LEGIS-TRACKER: N’Assembly to pass budget after presidential election


The National Assembly has dashed hopes of an early passage of the 2015 budget as it adjourned till February 17.
Members, who   returned to the two chambers of the assembly on Wednesday after Christmas and New Year holidays okayed the second reading of N4.36tn in their respective chambers but referred further deliberations on it to their committees on Finance and Appropriations.
Shortly after giving the task to the committees, the Deputy Senate President, Ike Ekweremadu, and the Speaker of the House of Representatives, Aminu Tambuwal, adjourned.
The action, it was learnt, was to enable members to go to their respective states to galvanise support for respective political parties ahead of the February 14 presidential election.
In the House where the action was first taken, members resolved that their Joint Committee on Appropriations/Finance should invite the Minister of Finance,   Ngozi Okonjo-Iweala, and the Director-General of the Budget Office of the Federation,   Bright Okogu, for discussion on a realistic oil benchmark for the budget.

The Committee on Appropriations is chaired by a Peoples Democratic Party lawmaker,     John Enoh, while an All Progressives Congress member,   Abdulmumin Jibrin,   heads the Committee on Finance.

◆ Raw data:

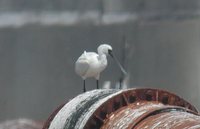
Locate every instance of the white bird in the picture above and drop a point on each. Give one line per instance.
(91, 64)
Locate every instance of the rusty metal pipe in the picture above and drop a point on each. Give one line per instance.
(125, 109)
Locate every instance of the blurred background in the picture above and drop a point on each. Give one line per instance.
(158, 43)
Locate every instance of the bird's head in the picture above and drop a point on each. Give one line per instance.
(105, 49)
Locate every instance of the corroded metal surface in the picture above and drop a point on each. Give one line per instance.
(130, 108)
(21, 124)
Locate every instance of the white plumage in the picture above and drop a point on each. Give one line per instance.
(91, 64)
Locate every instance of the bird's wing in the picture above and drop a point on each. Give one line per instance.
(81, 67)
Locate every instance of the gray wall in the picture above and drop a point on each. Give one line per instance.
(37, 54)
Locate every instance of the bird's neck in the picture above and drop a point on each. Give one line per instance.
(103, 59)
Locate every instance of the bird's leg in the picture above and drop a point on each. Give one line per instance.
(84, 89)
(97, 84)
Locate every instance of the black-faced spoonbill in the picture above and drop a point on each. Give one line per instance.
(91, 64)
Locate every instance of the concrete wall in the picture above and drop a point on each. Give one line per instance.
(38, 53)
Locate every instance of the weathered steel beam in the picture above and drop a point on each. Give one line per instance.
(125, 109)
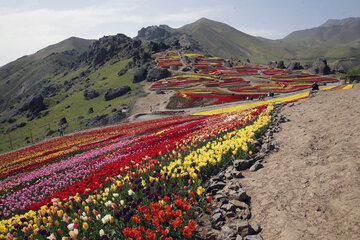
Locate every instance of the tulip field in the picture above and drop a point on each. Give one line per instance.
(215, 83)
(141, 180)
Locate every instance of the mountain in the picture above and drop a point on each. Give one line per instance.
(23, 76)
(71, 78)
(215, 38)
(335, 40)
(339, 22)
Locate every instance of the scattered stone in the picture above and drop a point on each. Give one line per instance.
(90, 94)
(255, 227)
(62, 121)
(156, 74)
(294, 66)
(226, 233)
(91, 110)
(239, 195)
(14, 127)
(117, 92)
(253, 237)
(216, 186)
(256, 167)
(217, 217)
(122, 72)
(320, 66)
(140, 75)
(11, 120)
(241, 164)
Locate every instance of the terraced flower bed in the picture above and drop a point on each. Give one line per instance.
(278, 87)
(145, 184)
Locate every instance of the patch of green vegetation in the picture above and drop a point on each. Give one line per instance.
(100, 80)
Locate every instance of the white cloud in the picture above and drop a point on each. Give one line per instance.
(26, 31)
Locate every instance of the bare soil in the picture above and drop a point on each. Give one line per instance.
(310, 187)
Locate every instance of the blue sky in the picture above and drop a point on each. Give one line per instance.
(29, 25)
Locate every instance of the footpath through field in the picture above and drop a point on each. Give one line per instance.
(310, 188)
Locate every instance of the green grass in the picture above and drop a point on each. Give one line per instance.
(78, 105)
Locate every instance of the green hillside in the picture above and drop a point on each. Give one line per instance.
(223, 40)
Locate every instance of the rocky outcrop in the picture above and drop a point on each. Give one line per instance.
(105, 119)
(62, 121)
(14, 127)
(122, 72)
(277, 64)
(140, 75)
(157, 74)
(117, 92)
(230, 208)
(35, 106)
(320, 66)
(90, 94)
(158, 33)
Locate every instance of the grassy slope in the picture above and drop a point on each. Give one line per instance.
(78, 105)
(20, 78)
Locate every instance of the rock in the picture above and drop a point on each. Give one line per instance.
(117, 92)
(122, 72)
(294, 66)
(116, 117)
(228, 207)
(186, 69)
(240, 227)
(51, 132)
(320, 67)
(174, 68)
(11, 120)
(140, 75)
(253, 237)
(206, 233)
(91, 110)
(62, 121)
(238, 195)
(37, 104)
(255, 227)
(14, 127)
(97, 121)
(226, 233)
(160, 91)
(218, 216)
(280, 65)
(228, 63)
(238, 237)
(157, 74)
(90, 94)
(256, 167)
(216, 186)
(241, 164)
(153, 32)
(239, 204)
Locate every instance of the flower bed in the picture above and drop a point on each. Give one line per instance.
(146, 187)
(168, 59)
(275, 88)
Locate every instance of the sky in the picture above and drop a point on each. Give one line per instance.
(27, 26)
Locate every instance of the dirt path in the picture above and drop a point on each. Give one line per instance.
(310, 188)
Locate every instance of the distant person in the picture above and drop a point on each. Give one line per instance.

◆ Task requirements:
**1)** According to the news report on the 2015 budget, until what date did the National Assembly adjourn?
**2)** Summarize the news report on the 2015 budget in two sentences.

◆ Problem solutions:
**1)** February 17

**2)** The National Assembly okayed the second reading of the N4.36tn 2015 budget, referred further deliberations to its committees on Finance and Appropriations, and adjourned until February 17. The break was reportedly meant to let members rally support for their parties ahead of the February 14 presidential election, and the House asked its joint committee to invite the Minister of Finance and the Budget Office's Director-General to discuss a realistic oil benchmark.